**GIVEN TEXT:**
-------

LCA complements and adds value to traditional market and financial analysis. Together these techniques offer a more complete understanding of the vertical, supply chain dynamics and the horizontal, competitive landscape for a product or company. As a result, they help investors make far better informed decisions about climate risks and opportunities within a company’s ecosystem - and their impact on the bottom line. These LCA results also provide avenues for mitigation frameworks and associated decarbonization strategies by uncovering potential hotspots within a product’s environmental impact.

The largest ESG ratings and data providers recognize the commercial demand for this information - numerous groups specializing in scenario analysis and physical risk assessment have been acquired by larger players seeking to broaden their expertise. In making these deals, ESG data providers implicitly acknowledge that their offerings must evolve to meet the level of analysis desired by investors. A KPMG survey found that 63% of managers consider quality and consistency to be the biggest challenge with implementing ESG data into their investment strategies.

Figure 2: Elements of Rapid Product Life Cycle Assessment

A key flaw in most environmental assessments on the market is that they use only self-reported data, which inevitably is framed with a positive spin rather than within a framework of objective, verifiable and comparable facts. That approach is increasingly being questioned by investors, regulators and insurers. And LCAs that are done by third parties ensure that the perils of self-reporting are avoided.

-------

(Records from a data source)
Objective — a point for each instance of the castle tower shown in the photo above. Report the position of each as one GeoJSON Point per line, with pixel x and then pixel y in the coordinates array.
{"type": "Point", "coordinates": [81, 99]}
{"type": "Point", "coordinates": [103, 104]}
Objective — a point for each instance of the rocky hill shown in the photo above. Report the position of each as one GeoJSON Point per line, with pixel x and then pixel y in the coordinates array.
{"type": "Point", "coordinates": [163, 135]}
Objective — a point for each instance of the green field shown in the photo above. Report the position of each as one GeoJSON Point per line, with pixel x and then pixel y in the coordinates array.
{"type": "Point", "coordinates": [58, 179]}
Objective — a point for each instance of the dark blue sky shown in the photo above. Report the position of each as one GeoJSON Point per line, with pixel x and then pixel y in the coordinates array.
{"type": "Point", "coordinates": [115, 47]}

-------

**EXPLORE THE MATERIAL:**
1. In the passage on life cycle assessment, copy the part that opens with the words containing "LCA complements and" and closes with "product’s environmental impact.".
2. Answer these questions using the passage on life cycle assessment:
(a) According to the KPMG survey, what percentage of managers consider quality and consistency the biggest challenge with implementing ESG data into their investment strategies?
(b) What kind of data does the passage say most environmental assessments on the market use?
(c) What is the title of Figure 2?
3. Go on with the passage on life cycle assessment, starting after its final sentence.

**RESPONSES TO THE EXERCISE:**
1.
LCA complements and adds value to traditional market and financial analysis. Together these techniques offer a more complete understanding of the vertical, supply chain dynamics and the horizontal, competitive landscape for a product or company. As a result, they help investors make far better informed decisions about climate risks and opportunities within a company’s ecosystem - and their impact on the bottom line. These LCA results also provide avenues for mitigation frameworks and associated decarbonization strategies by uncovering potential hotspots within a product’s environmental impact.

2.
(a) 63%
(b) Only self-reported data
(c) Elements of Rapid Product Life Cycle Assessment

3.
As with any form of environmental analysis, LCAs can have challenges. Because the methodology involves extensive data gathering and analysis, full-scale ISO-compliant LCAs can be expensive and take several months to complete. And because the data can vary significantly depending on scope, data sources, assumptions, or other indicators, ISO-compliant LCAs can be challenging to implement. Disagreements can take place, or differences in approach can prevent LCAs from achieving standardized results.

We at Boundless Impact Research & Analytics have developed a “rapid LCA” to enable emerging and growth-stage cleantech and sustainability-focused companies and products to access the manifold benefits of LCA. Our ISO-guided LCA uses objective, consistent and verifiable data and analysis, and keeps to most of the ISO-compliant standards such as having an independent industry expert review the data a company provides as well as do a peer review of our assessment.

Figure 2 illustrates our rapid LCA, which estimates a product's impact across the five product life cycle stages, and has quicker turnaround than traditional LCAs, but still produces thorough, science-based and verifiable analysis.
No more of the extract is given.